* DATA TO EXAMINE:
/---
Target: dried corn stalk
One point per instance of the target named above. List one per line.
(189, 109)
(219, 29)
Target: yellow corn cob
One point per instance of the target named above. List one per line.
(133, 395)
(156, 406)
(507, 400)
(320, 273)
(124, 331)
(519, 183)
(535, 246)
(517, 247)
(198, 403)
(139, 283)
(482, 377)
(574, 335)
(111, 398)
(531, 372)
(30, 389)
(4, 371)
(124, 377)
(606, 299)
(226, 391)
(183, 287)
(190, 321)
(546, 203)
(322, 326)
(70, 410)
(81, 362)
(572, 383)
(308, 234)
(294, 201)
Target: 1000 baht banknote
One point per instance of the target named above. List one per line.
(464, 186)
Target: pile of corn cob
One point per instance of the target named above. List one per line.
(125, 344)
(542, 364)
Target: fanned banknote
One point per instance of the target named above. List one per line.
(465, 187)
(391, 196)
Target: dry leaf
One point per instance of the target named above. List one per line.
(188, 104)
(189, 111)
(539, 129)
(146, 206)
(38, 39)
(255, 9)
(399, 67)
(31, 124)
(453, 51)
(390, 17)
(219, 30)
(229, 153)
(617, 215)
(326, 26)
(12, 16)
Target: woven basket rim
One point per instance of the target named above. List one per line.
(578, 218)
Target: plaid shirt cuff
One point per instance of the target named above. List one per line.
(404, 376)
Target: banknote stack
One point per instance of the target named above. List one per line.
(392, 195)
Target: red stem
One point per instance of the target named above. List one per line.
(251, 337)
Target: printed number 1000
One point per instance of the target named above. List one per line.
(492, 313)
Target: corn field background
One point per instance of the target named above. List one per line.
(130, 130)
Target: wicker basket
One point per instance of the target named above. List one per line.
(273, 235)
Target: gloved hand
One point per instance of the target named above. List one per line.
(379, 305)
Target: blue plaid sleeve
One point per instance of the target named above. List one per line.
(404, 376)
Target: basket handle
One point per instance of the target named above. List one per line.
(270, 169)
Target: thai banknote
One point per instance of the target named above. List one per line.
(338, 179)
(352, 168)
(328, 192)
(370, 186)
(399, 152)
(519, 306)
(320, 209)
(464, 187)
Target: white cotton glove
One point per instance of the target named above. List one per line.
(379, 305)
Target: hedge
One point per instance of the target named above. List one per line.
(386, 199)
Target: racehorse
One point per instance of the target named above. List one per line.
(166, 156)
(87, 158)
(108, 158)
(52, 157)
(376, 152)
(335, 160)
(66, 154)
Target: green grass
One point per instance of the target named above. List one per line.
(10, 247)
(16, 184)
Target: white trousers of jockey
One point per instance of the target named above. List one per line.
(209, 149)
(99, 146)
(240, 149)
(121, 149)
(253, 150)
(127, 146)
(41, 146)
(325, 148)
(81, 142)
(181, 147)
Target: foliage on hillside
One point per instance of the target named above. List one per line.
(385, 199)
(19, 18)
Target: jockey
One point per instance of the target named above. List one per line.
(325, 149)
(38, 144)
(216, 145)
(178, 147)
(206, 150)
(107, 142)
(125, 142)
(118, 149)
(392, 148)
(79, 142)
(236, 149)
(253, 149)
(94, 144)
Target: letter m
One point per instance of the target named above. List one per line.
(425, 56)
\---
* ACTION ITEM: Pull out all lines of the data with the string "white".

* WRITTEN SOLUTION:
Target: white cotton glove
Target: white trousers of jockey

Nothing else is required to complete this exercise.